** Start of DATA SUPPLIED **
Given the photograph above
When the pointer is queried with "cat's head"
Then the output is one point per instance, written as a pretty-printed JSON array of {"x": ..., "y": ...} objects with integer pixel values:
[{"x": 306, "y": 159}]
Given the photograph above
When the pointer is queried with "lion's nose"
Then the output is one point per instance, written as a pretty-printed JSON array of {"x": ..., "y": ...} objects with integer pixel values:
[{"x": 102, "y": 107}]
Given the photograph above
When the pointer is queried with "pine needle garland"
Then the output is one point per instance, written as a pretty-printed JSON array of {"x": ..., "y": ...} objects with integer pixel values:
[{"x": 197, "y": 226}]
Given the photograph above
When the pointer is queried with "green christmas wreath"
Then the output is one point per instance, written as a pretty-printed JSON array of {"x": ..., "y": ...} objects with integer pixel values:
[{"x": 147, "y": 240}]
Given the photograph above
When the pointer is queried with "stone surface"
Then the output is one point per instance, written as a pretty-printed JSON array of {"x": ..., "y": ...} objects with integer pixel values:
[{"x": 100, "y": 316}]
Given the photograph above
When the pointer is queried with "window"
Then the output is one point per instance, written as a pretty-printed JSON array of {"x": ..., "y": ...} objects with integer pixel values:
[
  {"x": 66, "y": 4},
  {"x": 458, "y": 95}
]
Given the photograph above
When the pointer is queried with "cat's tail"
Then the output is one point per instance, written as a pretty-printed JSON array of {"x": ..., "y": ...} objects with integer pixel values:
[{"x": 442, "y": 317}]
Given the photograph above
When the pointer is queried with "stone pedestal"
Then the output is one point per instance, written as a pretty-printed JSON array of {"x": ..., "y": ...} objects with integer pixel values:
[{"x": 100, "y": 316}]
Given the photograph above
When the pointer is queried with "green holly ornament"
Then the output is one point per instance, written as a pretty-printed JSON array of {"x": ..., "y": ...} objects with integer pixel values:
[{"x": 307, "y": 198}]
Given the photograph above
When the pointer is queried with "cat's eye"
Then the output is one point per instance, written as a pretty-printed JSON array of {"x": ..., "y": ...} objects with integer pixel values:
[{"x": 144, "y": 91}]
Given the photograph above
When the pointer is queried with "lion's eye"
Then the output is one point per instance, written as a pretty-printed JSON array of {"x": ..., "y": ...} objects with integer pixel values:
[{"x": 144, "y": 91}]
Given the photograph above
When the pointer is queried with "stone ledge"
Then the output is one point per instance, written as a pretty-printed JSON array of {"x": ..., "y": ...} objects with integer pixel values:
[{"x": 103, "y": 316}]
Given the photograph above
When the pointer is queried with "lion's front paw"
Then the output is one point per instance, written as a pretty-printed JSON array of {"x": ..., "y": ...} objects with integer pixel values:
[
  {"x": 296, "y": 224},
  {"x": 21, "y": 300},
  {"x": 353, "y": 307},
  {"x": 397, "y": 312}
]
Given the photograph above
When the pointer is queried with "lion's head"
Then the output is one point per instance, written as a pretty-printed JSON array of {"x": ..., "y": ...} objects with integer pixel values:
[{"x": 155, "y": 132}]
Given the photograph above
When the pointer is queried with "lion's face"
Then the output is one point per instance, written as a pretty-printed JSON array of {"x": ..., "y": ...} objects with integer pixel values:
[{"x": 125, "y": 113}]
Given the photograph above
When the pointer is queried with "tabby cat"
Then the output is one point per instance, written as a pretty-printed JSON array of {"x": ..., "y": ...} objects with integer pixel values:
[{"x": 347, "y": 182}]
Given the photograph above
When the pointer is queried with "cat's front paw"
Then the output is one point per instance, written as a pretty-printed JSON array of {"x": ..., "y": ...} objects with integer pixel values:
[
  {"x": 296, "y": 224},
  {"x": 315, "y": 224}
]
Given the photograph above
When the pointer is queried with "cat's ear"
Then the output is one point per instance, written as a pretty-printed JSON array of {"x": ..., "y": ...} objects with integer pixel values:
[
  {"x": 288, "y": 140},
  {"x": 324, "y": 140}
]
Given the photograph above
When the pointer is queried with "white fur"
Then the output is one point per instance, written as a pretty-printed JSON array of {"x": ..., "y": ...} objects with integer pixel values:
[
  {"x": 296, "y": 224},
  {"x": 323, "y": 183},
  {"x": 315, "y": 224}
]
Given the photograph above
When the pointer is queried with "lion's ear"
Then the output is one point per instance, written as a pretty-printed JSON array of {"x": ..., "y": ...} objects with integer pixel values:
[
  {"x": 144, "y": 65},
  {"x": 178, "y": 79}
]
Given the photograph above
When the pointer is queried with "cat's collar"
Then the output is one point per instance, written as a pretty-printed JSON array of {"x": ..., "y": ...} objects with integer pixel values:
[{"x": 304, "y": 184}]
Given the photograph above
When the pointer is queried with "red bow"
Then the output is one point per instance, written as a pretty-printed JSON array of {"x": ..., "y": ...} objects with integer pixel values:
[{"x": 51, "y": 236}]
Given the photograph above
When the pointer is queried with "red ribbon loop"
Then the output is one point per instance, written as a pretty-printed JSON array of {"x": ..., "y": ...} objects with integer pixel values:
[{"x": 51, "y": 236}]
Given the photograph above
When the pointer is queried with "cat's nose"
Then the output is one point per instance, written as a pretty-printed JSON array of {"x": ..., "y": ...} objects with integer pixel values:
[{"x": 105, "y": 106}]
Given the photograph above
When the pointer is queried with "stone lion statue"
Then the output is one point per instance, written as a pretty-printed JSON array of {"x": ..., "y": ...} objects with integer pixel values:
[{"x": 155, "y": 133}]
** End of DATA SUPPLIED **
** Start of DATA SUPPLIED **
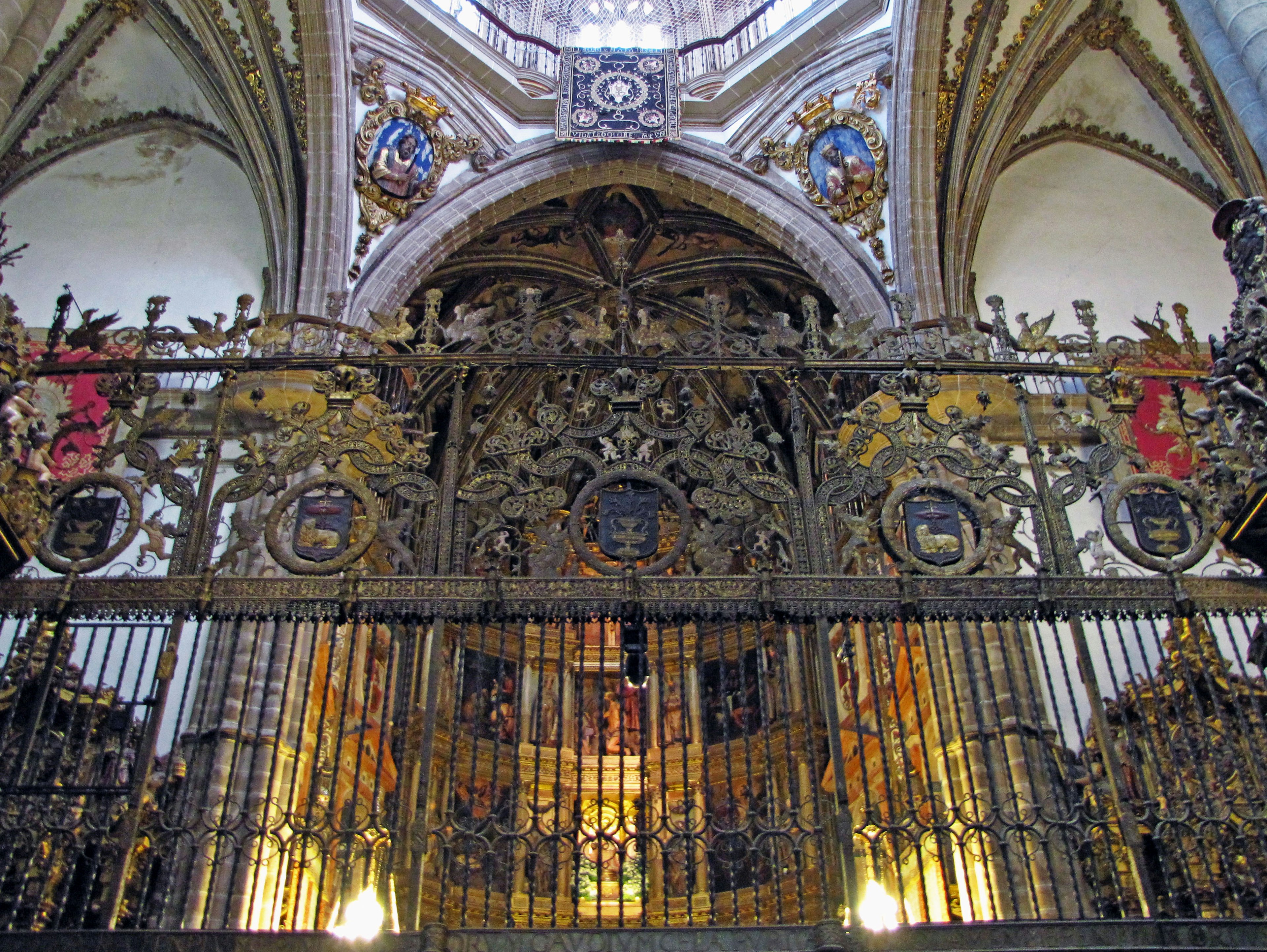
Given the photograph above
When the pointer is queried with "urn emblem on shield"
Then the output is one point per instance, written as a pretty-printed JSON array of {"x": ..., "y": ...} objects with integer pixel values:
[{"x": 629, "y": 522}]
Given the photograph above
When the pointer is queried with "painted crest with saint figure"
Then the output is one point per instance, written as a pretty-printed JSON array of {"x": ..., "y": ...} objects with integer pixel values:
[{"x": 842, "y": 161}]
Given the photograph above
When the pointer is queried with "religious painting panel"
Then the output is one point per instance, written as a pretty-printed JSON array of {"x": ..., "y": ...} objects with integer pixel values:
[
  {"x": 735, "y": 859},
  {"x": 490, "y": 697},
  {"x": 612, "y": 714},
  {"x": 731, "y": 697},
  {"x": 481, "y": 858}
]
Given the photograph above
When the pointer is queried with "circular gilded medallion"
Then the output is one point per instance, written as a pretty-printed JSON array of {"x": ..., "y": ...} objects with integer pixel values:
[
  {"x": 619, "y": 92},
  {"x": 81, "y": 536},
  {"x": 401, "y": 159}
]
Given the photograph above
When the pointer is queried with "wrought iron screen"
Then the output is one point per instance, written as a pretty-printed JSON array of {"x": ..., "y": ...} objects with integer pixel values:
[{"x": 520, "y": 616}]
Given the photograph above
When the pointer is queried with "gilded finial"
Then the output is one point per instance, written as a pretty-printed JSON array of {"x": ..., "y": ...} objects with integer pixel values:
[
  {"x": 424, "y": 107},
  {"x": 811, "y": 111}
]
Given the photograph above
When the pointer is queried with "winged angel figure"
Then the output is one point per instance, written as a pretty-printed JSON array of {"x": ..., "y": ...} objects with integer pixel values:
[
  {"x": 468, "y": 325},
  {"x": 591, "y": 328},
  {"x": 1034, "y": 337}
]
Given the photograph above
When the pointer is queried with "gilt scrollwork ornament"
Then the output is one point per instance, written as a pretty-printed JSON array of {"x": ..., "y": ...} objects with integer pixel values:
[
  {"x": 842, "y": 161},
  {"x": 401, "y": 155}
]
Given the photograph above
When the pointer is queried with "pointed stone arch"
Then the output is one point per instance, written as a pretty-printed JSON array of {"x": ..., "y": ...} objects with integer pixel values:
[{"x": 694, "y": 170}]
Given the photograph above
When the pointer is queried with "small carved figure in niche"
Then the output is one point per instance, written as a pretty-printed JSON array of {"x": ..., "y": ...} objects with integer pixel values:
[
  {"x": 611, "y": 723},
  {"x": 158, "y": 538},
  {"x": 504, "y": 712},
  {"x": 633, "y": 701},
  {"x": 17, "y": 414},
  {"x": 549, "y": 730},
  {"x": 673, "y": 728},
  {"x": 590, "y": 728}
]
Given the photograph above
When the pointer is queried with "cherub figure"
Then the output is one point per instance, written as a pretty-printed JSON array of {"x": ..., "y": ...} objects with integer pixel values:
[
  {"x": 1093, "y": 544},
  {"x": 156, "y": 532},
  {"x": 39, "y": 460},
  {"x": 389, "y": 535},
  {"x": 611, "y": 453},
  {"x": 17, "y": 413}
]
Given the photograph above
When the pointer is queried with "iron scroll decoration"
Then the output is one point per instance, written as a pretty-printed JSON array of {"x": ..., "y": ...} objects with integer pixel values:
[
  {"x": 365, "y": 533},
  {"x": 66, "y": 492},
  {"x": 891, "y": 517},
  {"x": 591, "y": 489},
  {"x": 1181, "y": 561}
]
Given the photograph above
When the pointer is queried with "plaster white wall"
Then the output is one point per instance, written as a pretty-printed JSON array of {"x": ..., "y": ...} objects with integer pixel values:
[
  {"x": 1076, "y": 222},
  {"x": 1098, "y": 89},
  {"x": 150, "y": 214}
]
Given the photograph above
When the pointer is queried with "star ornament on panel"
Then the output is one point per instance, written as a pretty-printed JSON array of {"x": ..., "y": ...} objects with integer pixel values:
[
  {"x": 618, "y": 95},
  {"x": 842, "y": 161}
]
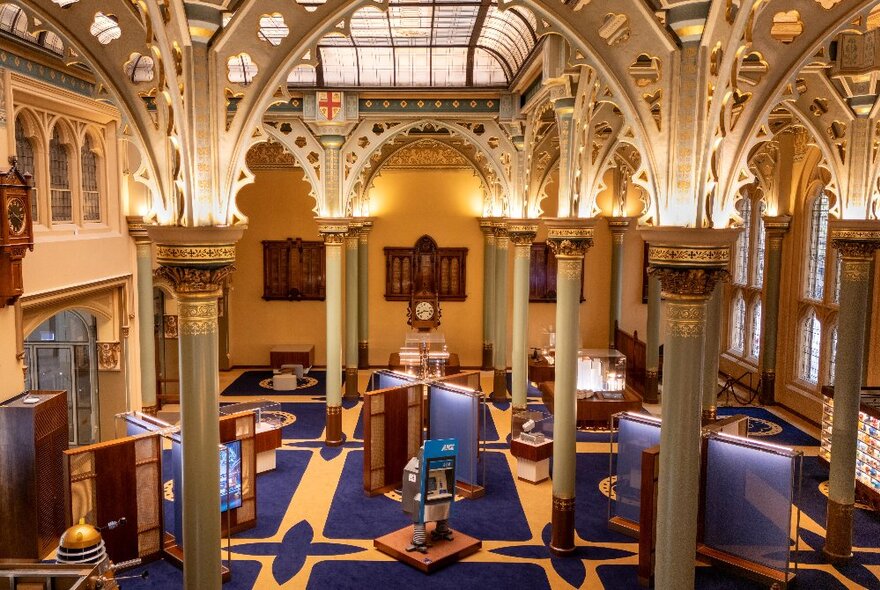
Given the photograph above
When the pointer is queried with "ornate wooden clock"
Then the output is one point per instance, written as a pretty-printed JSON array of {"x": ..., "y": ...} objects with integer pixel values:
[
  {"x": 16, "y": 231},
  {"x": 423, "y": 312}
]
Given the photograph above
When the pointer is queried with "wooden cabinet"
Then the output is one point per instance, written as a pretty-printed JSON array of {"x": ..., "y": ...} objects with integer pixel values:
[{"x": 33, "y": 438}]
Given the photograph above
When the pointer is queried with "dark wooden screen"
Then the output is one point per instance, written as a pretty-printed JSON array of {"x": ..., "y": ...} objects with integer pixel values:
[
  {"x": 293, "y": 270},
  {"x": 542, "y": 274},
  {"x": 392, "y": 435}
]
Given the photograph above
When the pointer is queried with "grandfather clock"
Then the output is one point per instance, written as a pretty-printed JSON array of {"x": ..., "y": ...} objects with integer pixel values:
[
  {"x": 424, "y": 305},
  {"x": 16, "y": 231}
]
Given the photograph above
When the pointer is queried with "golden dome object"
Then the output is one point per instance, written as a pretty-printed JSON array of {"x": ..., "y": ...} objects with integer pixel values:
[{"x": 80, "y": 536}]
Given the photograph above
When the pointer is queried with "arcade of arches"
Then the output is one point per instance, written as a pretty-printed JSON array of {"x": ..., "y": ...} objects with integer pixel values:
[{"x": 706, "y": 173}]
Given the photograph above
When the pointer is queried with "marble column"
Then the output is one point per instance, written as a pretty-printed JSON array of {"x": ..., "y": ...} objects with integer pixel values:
** End of DATA SUPPLIED **
• [STATED EXERCISE]:
Gather every line of the rows that contains the word "white", matching case exactly.

• [EXERCISE OUTPUT]:
When the pointer is queried with "white fur"
When the pointer is queried with "plaster white wall"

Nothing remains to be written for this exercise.